▶ REQUIREMENTS:
Rewrite each of the entries below with "bounding box coordinates" changed to "box corners" and everything else left as it is. Leave the pictures out of your answer.

▶ DATASET ROWS:
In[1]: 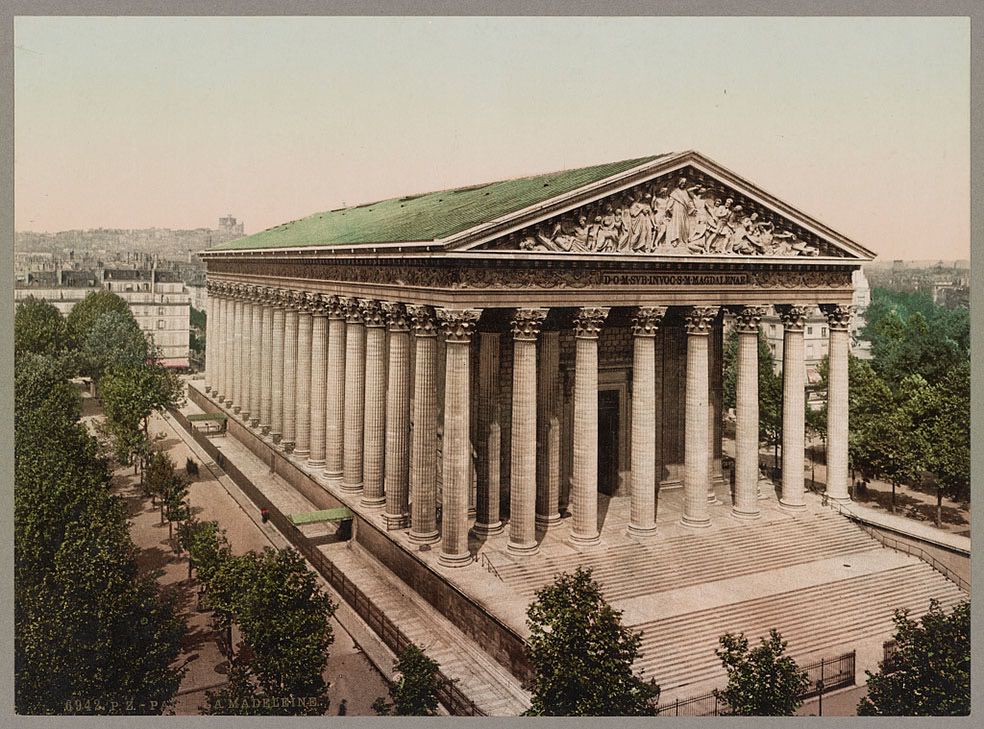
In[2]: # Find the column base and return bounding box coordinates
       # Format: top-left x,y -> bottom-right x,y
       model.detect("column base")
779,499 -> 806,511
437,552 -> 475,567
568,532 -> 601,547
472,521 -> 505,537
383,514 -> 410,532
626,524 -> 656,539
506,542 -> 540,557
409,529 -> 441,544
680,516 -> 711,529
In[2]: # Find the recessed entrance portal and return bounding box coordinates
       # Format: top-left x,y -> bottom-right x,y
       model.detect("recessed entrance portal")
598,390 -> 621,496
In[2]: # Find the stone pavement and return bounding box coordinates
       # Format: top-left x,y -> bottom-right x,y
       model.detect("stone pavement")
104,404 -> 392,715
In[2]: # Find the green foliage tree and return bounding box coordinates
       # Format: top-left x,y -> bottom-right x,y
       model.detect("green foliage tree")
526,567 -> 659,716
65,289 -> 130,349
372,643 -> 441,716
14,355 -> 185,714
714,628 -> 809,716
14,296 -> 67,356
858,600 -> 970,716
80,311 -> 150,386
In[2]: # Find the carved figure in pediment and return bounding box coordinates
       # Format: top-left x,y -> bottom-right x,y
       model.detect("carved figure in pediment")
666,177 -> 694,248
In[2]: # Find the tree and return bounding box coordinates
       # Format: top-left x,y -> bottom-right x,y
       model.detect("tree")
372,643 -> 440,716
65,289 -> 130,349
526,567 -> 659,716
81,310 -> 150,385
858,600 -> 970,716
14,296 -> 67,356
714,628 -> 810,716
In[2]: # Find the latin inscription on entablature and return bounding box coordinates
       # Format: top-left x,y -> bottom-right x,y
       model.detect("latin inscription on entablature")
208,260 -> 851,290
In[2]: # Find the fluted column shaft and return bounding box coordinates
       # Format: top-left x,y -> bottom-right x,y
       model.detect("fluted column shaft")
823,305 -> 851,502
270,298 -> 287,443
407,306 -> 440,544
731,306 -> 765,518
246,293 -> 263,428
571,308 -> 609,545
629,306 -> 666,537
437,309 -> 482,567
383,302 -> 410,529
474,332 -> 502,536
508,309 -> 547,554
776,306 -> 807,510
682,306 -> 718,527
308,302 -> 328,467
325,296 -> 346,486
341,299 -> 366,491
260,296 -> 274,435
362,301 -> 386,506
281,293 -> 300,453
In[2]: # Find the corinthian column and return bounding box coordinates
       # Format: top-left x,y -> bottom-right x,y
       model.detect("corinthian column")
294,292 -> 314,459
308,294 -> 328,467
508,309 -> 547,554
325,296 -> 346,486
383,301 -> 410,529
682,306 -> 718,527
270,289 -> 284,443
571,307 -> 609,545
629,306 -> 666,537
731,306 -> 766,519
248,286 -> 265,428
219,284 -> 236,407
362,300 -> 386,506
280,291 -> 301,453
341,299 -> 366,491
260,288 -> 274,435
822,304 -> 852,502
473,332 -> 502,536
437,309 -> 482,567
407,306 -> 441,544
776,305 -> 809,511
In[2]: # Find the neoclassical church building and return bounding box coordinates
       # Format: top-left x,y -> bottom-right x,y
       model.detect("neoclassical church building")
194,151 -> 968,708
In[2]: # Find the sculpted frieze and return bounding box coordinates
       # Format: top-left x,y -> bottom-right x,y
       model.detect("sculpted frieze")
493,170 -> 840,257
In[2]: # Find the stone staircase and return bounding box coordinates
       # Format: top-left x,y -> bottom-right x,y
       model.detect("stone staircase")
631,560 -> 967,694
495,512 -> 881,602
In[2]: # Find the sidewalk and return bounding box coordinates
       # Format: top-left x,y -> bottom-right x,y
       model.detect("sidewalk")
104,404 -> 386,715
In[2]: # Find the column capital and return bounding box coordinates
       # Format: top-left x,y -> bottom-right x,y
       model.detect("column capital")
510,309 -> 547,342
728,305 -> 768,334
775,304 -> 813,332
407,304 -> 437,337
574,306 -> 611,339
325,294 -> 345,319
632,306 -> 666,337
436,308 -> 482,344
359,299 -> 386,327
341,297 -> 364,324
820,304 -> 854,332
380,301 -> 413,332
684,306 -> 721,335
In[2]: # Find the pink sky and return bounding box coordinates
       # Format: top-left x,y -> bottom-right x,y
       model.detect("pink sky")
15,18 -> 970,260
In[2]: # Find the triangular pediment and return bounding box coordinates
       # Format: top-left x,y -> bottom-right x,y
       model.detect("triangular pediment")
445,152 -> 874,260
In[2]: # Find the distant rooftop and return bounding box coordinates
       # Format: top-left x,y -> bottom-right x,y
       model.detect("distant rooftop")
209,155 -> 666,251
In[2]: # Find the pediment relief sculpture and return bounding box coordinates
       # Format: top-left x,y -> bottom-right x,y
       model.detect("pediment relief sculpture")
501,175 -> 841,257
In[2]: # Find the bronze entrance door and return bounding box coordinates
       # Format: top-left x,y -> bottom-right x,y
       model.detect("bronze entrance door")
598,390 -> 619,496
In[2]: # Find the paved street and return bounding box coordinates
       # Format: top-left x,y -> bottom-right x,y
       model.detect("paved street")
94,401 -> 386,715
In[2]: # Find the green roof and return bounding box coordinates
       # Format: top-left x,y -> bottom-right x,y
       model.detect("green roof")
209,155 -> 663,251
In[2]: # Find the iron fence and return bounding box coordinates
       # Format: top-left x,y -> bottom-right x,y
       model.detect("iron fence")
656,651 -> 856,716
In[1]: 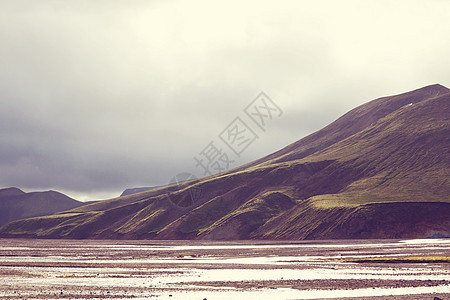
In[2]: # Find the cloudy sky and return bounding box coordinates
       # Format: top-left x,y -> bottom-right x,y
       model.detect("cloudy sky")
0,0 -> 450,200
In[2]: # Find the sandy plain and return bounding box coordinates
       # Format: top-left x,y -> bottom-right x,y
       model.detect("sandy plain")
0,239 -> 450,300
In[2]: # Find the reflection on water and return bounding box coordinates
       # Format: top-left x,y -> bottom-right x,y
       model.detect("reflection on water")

▶ IN RESPONSE:
In[1]: 
In[2]: # Find the column base and return box corners
       # Format: top-left x,y -> bottom-right x,y
       model.detect("column base")
779,499 -> 806,511
437,552 -> 475,567
568,532 -> 601,547
472,521 -> 505,537
383,514 -> 410,532
626,524 -> 656,539
506,542 -> 540,557
409,529 -> 441,544
680,516 -> 711,529
In[2]: # Find the recessed entrance portal and return box corners
       # Format: top-left x,y -> bottom-right x,y
       model.detect("recessed entrance portal")
598,390 -> 621,496
In[2]: # Find the stone pavement and return box corners
       # Format: top-left x,y -> bottom-right x,y
       model.detect("stone pavement")
104,404 -> 392,715
In[2]: # Find the green foliage tree and return box corners
       # Format: top-left x,y -> bottom-right x,y
       model.detect("green foliage tree")
526,567 -> 659,716
65,289 -> 130,349
372,643 -> 441,716
14,355 -> 185,714
714,628 -> 809,716
14,296 -> 67,356
858,600 -> 970,716
80,311 -> 150,386
In[2]: # Find the carved figure in pediment and return box corners
       # Format: top-left x,y -> bottom-right x,y
       model.detect("carved figure in pediment")
666,177 -> 694,248
In[2]: # Find the tree and return box corners
       # Format: top-left x,y -> bottom-right x,y
       model.detect("tree")
372,643 -> 440,716
65,289 -> 130,349
526,567 -> 659,716
81,310 -> 150,385
858,600 -> 970,716
14,296 -> 67,356
714,628 -> 810,716
In[2]: # Find the latin inscription on entablature and return box corners
       # Format: top-left x,y -> bottom-right x,y
       model.detect("latin inscription on entablature")
208,260 -> 851,290
In[2]: # Find the fluted column shaft and return box corners
       # Format: top-left x,y -> bottom-right x,y
       model.detect("fluted column shaft")
823,305 -> 851,502
270,298 -> 287,443
407,306 -> 440,544
731,306 -> 765,518
246,293 -> 263,428
571,308 -> 609,545
629,306 -> 666,537
437,309 -> 482,567
383,302 -> 410,529
474,332 -> 502,536
508,309 -> 547,554
776,306 -> 807,510
682,306 -> 718,527
308,302 -> 328,467
325,296 -> 346,486
341,299 -> 366,491
260,296 -> 274,435
362,301 -> 386,506
281,293 -> 300,453
In[2]: # Find the corinthian column and return box corners
       # Format: top-left x,y -> bottom-right x,y
       model.detect("corinthian column")
294,292 -> 314,459
308,294 -> 328,467
508,309 -> 547,554
325,296 -> 346,486
383,301 -> 410,529
682,306 -> 718,527
270,289 -> 284,443
571,307 -> 609,545
629,306 -> 666,537
731,306 -> 766,519
248,286 -> 265,428
219,284 -> 236,407
362,300 -> 386,506
280,291 -> 301,453
341,299 -> 366,491
260,288 -> 274,435
822,304 -> 852,502
473,332 -> 502,536
437,309 -> 482,567
407,306 -> 441,544
776,305 -> 809,511
In[2]: # Find the neoclassical church building and return box corners
       # Format: top-left x,y -> bottom-right x,y
       model.detect("neoclassical church building")
194,151 -> 968,708
In[2]: # Find the sculpted frieze and return box corners
       # Format: top-left x,y -> bottom-right x,y
       model.detect("sculpted frieze")
493,170 -> 840,257
In[2]: # Find the stone staircase and return box corners
       # Format: top-left x,y -> bottom-right x,y
       model.detect("stone staircase")
631,560 -> 967,694
495,512 -> 881,602
In[2]: # Find the sidewalk and return box corners
       # Format: top-left x,y -> bottom-right x,y
       model.detect("sidewalk")
104,404 -> 386,715
In[2]: # Find the column capital and return box corners
       # Format: top-left x,y -> bottom-right x,y
       model.detect("column capital")
510,309 -> 547,342
728,305 -> 768,334
775,304 -> 813,332
407,304 -> 437,337
574,306 -> 611,339
325,294 -> 345,319
632,306 -> 666,337
436,308 -> 482,344
359,299 -> 386,327
341,297 -> 364,324
820,304 -> 854,332
380,301 -> 413,332
684,306 -> 721,335
In[2]: # Find the pink sky and return box corners
       # Format: top-left x,y -> bottom-right x,y
       model.detect("pink sky")
15,18 -> 970,260
In[2]: # Find the triangular pediment and return box corners
       # Format: top-left x,y -> bottom-right x,y
       model.detect("triangular pediment")
445,152 -> 874,260
In[2]: # Find the distant rooftop and return box corners
       # Format: top-left x,y -> bottom-right x,y
       model.detect("distant rooftop")
209,155 -> 666,251
In[2]: # Find the pediment relief sculpture and return box corners
       # Format: top-left x,y -> bottom-right x,y
       model.detect("pediment relief sculpture")
501,175 -> 841,257
In[2]: # Find the bronze entrance door and return box corners
       # Format: top-left x,y -> bottom-right x,y
       model.detect("bronze entrance door")
598,390 -> 619,496
In[2]: # Find the paved street and return box corners
       # Format: top-left x,y -> bottom-right x,y
       model.detect("paved street")
94,401 -> 386,715
In[2]: # Find the green roof and return box corners
       # Format: top-left x,y -> bottom-right x,y
       model.detect("green roof")
209,155 -> 663,251
In[2]: # Find the iron fence and return box corners
       # Format: top-left x,y -> bottom-right x,y
       model.detect("iron fence")
656,651 -> 856,716
In[1]: 
In[2]: # Find the cloudy sky and return box corners
       # Format: top-left x,y -> bottom-right x,y
       model.detect("cloudy sky")
0,0 -> 450,200
In[2]: # Find the sandy plain and return box corners
       # Format: top-left x,y -> bottom-right x,y
       model.detect("sandy plain")
0,239 -> 450,300
In[2]: # Find the reflection on water and return box corners
       # Format: top-left x,y -> bottom-right x,y
       model.detect("reflection on water")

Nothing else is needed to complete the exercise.